Work item:
Collect all lines from the records below that include the word "nightstand".

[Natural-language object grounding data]

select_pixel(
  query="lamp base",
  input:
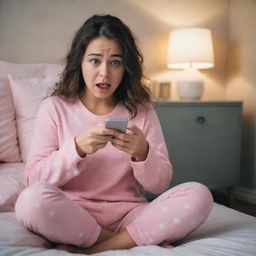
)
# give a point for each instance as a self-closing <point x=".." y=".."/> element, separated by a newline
<point x="190" y="89"/>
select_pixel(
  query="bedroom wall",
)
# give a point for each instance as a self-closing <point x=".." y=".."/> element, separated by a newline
<point x="41" y="31"/>
<point x="241" y="84"/>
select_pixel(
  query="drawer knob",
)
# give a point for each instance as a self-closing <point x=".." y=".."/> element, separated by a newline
<point x="200" y="119"/>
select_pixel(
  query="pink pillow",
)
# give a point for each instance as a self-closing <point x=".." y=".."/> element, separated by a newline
<point x="27" y="96"/>
<point x="9" y="150"/>
<point x="12" y="182"/>
<point x="29" y="70"/>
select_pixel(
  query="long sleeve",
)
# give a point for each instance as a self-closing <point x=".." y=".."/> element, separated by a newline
<point x="154" y="174"/>
<point x="48" y="161"/>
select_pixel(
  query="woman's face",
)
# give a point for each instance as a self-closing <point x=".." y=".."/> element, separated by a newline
<point x="102" y="68"/>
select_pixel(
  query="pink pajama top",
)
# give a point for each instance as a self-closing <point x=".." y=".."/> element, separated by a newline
<point x="109" y="174"/>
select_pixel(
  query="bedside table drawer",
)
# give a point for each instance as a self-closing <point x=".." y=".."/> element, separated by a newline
<point x="203" y="141"/>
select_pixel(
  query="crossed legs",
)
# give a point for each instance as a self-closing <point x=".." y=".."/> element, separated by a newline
<point x="170" y="217"/>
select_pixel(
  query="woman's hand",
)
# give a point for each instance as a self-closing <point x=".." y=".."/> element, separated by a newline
<point x="93" y="139"/>
<point x="133" y="143"/>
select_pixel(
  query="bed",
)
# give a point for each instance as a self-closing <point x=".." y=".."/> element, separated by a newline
<point x="22" y="87"/>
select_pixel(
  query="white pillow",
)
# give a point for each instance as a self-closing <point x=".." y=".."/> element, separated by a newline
<point x="9" y="149"/>
<point x="14" y="234"/>
<point x="28" y="94"/>
<point x="12" y="182"/>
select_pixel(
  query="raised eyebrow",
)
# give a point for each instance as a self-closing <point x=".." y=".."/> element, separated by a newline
<point x="116" y="55"/>
<point x="98" y="55"/>
<point x="94" y="54"/>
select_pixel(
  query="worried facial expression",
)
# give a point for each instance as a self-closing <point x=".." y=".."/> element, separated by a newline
<point x="102" y="68"/>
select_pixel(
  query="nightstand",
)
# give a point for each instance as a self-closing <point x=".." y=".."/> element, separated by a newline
<point x="203" y="141"/>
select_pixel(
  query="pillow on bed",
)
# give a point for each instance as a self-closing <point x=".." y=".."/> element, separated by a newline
<point x="9" y="149"/>
<point x="14" y="234"/>
<point x="11" y="183"/>
<point x="28" y="94"/>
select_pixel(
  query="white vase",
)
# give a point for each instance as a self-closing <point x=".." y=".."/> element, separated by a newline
<point x="190" y="90"/>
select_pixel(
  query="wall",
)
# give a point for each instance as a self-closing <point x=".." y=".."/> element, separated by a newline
<point x="41" y="30"/>
<point x="241" y="82"/>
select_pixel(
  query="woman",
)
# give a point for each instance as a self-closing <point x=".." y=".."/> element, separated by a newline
<point x="86" y="182"/>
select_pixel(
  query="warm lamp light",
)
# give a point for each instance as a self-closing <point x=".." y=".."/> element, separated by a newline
<point x="190" y="48"/>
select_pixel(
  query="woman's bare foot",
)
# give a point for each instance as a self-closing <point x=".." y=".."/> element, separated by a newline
<point x="121" y="240"/>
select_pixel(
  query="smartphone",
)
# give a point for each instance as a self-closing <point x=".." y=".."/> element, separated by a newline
<point x="117" y="123"/>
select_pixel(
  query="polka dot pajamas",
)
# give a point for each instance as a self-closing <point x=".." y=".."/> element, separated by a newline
<point x="46" y="210"/>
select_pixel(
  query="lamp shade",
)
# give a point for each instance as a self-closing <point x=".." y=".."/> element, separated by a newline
<point x="190" y="47"/>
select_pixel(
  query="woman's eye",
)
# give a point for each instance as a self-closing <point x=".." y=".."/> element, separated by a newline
<point x="94" y="61"/>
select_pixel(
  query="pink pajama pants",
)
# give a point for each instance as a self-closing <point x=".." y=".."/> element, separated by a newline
<point x="46" y="210"/>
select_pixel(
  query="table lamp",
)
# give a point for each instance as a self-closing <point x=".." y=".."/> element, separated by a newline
<point x="190" y="48"/>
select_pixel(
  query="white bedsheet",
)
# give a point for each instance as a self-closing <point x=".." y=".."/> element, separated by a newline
<point x="225" y="233"/>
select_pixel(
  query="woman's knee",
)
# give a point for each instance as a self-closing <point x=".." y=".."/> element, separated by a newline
<point x="201" y="197"/>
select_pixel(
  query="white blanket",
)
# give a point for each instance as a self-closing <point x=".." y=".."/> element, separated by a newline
<point x="225" y="233"/>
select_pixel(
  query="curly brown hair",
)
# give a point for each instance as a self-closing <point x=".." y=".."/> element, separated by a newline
<point x="131" y="91"/>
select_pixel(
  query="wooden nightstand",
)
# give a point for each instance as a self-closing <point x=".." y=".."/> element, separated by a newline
<point x="203" y="140"/>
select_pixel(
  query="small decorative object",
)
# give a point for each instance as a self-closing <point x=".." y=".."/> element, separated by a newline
<point x="190" y="48"/>
<point x="164" y="90"/>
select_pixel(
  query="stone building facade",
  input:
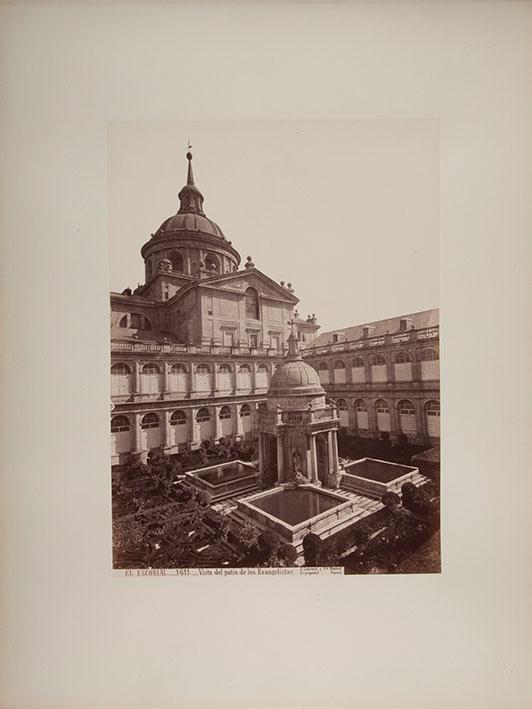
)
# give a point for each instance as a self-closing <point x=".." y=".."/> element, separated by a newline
<point x="194" y="349"/>
<point x="384" y="376"/>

Response area:
  query="nightstand",
  query="wooden nightstand",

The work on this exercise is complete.